▶ **Task requirements**: Please restate the following records word for word.

▶ **Data extracted from a collection**:
-=-=-

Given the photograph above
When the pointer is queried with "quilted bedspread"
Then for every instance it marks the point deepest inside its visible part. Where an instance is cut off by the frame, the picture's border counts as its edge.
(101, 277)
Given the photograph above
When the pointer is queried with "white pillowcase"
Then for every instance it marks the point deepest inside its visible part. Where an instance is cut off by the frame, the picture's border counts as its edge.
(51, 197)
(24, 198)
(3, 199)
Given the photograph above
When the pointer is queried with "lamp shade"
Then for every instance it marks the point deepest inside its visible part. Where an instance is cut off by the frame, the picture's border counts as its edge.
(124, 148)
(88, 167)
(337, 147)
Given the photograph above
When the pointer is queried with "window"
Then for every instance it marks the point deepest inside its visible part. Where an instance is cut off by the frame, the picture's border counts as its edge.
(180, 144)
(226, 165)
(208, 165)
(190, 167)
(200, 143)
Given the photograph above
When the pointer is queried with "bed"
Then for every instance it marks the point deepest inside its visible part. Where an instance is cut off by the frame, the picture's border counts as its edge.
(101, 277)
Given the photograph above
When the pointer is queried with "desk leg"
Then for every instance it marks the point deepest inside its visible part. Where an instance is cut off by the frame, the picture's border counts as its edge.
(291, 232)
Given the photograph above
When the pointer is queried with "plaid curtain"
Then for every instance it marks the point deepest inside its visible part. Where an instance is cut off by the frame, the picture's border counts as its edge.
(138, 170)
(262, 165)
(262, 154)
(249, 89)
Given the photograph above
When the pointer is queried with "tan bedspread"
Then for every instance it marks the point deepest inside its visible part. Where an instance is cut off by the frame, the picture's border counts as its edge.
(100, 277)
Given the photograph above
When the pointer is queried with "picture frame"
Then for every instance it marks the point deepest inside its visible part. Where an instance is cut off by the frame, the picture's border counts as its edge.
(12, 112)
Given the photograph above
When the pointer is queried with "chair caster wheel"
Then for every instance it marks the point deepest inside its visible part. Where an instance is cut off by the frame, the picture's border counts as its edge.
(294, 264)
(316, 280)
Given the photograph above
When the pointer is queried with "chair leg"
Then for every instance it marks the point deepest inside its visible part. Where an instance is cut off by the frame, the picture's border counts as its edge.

-=-=-

▶ **Answer in full**:
Given the photograph above
When the pointer is queried with "quilted bedspread"
Then for every instance it marks the point deepest inside its visible part. Where an instance is cut off by the frame, the picture's border counts as its edge.
(101, 277)
Given the photograph above
When the pointer is queried with "white pillowcase"
Then for every instance it marks the point deepest inside its visible part. Where an instance is cut off by the frame, the picture's border counts as its edge.
(51, 197)
(24, 198)
(3, 199)
Given the photograph above
When the pointer is queried with "lamp shade"
Then for every instance it marks the point deepest inside its visible part. Where an instance is cut off by the frame, the picture's border counts as its edge.
(124, 148)
(88, 167)
(337, 147)
Given the photograph above
When the pointer is queried with "window"
Then for every instance it marks the point deepest inside its visible part. Where an instance is cut off by the frame, the picture's border counts as its edge.
(180, 144)
(226, 165)
(208, 165)
(190, 167)
(200, 143)
Given the photograph above
When the pointer is queried with "bed"
Then for every instance it marks the point deepest inside its visible part. Where an instance is cut off by the frame, the picture's border counts as its edge.
(101, 277)
Given the photograph above
When the pointer is queried with "desk leg"
Then for every instance it marks the point deepest inside its visible part. Where an instance is cut off by the frame, the picture's border counts as its edge.
(291, 232)
Given the photograph above
When the pointer is queried with "plaid curtain"
Then for every instance it marks the point deepest inside its visible part. Where an instance is cut off by the frame, the picture's border counts as its edge.
(138, 170)
(262, 165)
(262, 154)
(249, 89)
Given the photograph above
When the pointer is queried with "tan bedspread"
Then for every instance it marks the point deepest inside its visible part. Where an instance is cut off by the frame, the picture's border counts as its edge.
(100, 277)
Given the photograph above
When the pointer is queried with "picture frame"
Then for every instance it marks the point deepest inside its visible part. Where an instance is cut off by the frame, the picture's border counts as its edge.
(12, 112)
Given the photograph above
When the pointer is queried with "chair caster wheel"
Then for every instance it marks the point deepest inside its visible part. Where an instance is cut off by the frame, the picture's border counts as its edge.
(294, 264)
(316, 280)
Given the photograph above
When the pointer is queried with "chair leg"
Then for every instance it marks the point deepest inside its visible part. Where an instance is cut off by the frame, the picture's border counts as its edge.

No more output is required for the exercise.